#### [Written request]
Reproduce the listing starting with the line containing "Mark the green grass, one point per instance." and going on through its final line, requests included, and shift each coordinate in the answers by adding 133 to every number.

* start Provided records *

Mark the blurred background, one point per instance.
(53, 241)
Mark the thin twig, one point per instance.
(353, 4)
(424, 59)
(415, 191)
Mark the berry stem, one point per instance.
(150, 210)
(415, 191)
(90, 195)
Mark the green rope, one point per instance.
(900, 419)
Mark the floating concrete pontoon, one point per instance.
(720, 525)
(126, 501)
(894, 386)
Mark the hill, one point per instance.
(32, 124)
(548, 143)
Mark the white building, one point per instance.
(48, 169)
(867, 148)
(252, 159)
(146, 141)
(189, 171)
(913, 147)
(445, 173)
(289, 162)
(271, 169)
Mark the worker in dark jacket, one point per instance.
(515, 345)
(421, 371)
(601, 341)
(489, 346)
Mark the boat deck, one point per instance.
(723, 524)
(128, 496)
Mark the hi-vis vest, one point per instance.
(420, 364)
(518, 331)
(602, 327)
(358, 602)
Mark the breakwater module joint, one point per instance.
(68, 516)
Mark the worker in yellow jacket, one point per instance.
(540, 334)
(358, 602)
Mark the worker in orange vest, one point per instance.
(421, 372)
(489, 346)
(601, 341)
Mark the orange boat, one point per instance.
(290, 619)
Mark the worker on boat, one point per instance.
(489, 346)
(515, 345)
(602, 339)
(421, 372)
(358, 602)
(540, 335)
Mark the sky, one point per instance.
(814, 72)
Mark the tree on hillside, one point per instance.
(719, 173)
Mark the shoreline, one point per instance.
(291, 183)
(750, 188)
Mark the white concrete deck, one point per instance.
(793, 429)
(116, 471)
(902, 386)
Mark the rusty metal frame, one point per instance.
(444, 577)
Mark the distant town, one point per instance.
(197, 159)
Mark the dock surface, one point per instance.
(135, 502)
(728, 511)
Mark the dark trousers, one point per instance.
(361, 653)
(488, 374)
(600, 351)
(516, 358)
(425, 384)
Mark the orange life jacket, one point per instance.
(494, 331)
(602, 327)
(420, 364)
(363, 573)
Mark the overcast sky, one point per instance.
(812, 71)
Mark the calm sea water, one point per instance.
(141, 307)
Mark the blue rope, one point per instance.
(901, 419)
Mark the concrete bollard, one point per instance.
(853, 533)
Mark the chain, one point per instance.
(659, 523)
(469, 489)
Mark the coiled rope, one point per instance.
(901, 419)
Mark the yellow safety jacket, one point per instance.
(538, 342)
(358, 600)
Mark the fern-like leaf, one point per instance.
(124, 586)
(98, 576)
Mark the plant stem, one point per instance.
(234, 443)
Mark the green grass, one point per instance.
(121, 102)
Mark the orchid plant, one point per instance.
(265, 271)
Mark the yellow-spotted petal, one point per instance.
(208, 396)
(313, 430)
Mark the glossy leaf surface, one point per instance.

* end Provided records *

#### [Final result]
Mark the green grass, one point per instance.
(254, 235)
Mark the orchid plant, one point per instance.
(398, 404)
Mark the yellow-spotted petal, one point per instance.
(341, 529)
(446, 563)
Mark the glossy leaf surface, one point per instance.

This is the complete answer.